### [The task]
Copy out all of the material. Every line must match the original.

### [Provided data]
--------

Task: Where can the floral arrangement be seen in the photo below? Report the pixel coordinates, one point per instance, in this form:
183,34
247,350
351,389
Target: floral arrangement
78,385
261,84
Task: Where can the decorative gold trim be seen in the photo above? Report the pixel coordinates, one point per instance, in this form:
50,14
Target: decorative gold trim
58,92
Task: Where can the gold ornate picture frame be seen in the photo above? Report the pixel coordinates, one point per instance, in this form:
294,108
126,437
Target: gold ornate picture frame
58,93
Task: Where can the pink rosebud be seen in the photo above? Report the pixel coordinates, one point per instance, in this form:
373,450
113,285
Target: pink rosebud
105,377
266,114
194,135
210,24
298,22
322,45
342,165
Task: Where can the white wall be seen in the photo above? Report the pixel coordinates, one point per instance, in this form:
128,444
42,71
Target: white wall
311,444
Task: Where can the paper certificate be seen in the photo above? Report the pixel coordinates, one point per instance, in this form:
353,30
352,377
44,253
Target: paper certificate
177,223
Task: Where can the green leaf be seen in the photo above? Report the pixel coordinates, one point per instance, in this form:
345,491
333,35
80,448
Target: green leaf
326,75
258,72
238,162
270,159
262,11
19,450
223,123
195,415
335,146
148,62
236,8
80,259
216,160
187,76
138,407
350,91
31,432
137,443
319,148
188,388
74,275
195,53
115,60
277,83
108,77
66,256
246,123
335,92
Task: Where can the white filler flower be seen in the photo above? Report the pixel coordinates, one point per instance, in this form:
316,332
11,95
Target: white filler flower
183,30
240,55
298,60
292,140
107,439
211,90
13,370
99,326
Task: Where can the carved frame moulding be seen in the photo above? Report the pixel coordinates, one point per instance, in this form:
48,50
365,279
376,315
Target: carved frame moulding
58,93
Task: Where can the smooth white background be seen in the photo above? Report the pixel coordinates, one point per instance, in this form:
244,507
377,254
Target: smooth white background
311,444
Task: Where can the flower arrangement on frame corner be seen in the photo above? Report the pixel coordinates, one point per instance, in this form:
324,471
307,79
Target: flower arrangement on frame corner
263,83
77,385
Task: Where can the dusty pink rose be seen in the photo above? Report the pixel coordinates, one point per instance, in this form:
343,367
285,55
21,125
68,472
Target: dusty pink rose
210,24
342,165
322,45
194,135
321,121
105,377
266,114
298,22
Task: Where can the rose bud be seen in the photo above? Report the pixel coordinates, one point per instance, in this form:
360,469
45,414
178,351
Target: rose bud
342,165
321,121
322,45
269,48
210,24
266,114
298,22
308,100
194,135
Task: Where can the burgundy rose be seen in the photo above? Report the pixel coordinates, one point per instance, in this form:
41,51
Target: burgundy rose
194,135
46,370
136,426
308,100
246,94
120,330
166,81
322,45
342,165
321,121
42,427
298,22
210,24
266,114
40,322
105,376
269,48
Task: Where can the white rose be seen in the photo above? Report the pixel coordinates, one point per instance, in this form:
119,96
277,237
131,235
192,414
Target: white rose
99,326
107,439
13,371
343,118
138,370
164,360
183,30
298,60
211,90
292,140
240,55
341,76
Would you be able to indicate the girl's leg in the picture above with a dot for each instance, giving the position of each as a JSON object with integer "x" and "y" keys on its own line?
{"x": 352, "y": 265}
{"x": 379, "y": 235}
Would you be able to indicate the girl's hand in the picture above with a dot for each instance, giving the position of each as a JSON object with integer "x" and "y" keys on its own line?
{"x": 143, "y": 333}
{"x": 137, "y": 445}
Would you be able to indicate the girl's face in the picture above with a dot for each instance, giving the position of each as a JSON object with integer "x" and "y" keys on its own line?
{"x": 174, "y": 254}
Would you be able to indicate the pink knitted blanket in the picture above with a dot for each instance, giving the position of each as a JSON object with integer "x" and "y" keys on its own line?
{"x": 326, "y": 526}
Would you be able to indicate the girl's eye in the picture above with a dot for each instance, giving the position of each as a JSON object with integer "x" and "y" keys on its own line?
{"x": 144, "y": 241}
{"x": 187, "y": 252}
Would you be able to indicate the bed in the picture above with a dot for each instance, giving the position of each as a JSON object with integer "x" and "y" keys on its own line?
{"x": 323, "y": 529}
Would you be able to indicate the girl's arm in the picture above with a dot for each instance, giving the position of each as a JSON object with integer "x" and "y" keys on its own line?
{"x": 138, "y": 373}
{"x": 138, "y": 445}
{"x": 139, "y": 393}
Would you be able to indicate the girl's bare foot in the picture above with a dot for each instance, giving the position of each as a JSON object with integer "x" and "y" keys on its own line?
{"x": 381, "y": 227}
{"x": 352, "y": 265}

--------

### [Expected output]
Task: Where can the floral arrangement be seen in the photo below? Report the pixel coordinates, one point per instance, in this form:
183,34
247,350
351,389
Target: floral arrangement
78,385
261,84
Task: Where can the decorative gold trim be seen in the photo above? Report the pixel coordinates, one point per instance, in this form:
50,14
Target: decorative gold trim
58,92
Task: Where can the gold ornate picture frame be seen in the photo above? Report the pixel coordinates, one point per instance, in this form:
294,108
126,437
Target: gold ornate picture frame
58,93
Task: Where can the pink rosebud be seen in the photo above? Report the pixel coordinates, one point per instance, in this form:
373,450
113,285
Target: pink rosebud
105,377
266,114
194,135
210,24
298,22
322,45
342,165
Task: Where can the white wall be seen in the photo above? Report the pixel coordinates, one point per instance, in this form:
128,444
42,71
Target: white wall
311,444
Task: Where can the paper certificate be seen in the photo above? Report the pixel coordinates, one point per instance, in this form:
353,30
352,377
44,253
Target: paper certificate
177,223
Task: Where can the green leaf be seen in the photo above? Report the pixel coordinates, one point per instance, in this form:
345,491
333,35
80,448
Target: green leaf
326,75
258,72
238,162
270,159
262,11
19,450
223,123
195,415
335,146
148,62
236,8
80,259
216,160
187,76
138,407
350,91
31,432
137,443
319,148
188,388
74,275
195,53
115,60
277,83
108,77
66,256
246,123
335,92
Task: Where can the white filler flower be seen in the photo above? Report the pixel coordinates, one point per instance, in this form:
316,332
11,95
Target: white filler flower
183,30
240,55
298,60
292,140
107,439
211,90
13,370
99,326
Task: Where can the carved frame moulding be seen in the photo above? Report the pixel coordinates, one point per instance, in this form:
48,50
365,279
376,315
Target: carved frame moulding
58,93
Task: Where can the smooth white background be seen in the photo above? Report the pixel coordinates, one point per instance, in this form:
244,507
377,254
Target: smooth white background
311,444
Task: Where can the flower arrangement on frame corner be seen in the photo above? Report the pixel coordinates, one point per instance, in this form:
324,471
307,79
Target: flower arrangement on frame corner
263,83
77,385
Task: Where can the dusty pink rose be seen in the photo above? Report the pixel coordinates, one point per instance, in this form:
343,367
285,55
21,125
68,472
Target: dusty pink rose
210,24
342,165
322,45
194,135
321,121
105,377
266,114
298,22
Task: Where can the rose bud be seen in the photo above? Report the pixel coordinates, one point per instance, in this form:
360,469
45,414
178,351
Target: rose bud
342,165
321,121
322,45
269,48
210,24
266,114
298,22
308,100
194,135
Task: Where can the burgundy rose be seen in the photo above? Report the pixel coordinates, one point per instance, in this form:
41,51
Target: burgundy rose
194,135
46,370
136,426
308,100
246,94
120,330
166,81
322,45
342,165
321,121
42,427
298,22
210,24
266,114
40,322
105,376
269,48
Task: Where can the white rose be seen in the photo above? Report the pixel coordinates, one point per instance, in this form:
119,96
277,237
131,235
192,414
Target: white rose
99,326
107,439
13,371
343,118
138,370
164,360
183,30
298,60
211,90
292,140
240,55
341,76
Would you be able to indicate the girl's leg in the picture above with a dot for each instance, giving the position of each as a JSON object with integer "x" and "y" keys on its own line?
{"x": 352, "y": 265}
{"x": 379, "y": 235}
Would you be able to indicate the girl's hand in the picture above with a dot for each instance, giving the position of each as a JSON object with integer "x" and "y" keys on its own line?
{"x": 143, "y": 333}
{"x": 137, "y": 445}
Would you be able to indicate the girl's face in the picture above with a dot for each instance, giving the position of each as a JSON object with integer "x" and "y" keys on its own line?
{"x": 174, "y": 254}
Would you be able to indicate the pink knitted blanket in the picture above with a dot for each instance, giving the position of each as a JSON object with integer "x" and "y" keys on its own line?
{"x": 326, "y": 526}
Would you be able to indicate the girl's eye in the picture above with a dot for each instance, giving the position of each as a JSON object with integer "x" and "y" keys on its own line?
{"x": 144, "y": 241}
{"x": 187, "y": 252}
Would you be able to indicate the bed in the picture above with a dot for each instance, giving the position of each as a JSON object with integer "x" and "y" keys on its own line?
{"x": 323, "y": 529}
Would you be able to indicate the girl's arm in the picture above with a dot for each instance, giving the position of each as a JSON object with integer "x" and "y" keys on its own line?
{"x": 138, "y": 373}
{"x": 138, "y": 445}
{"x": 139, "y": 393}
Would you be able to indicate the girl's bare foot in the picture above with a dot for each instance, giving the position of each as a JSON object with integer "x" and "y" keys on its own line?
{"x": 381, "y": 227}
{"x": 352, "y": 265}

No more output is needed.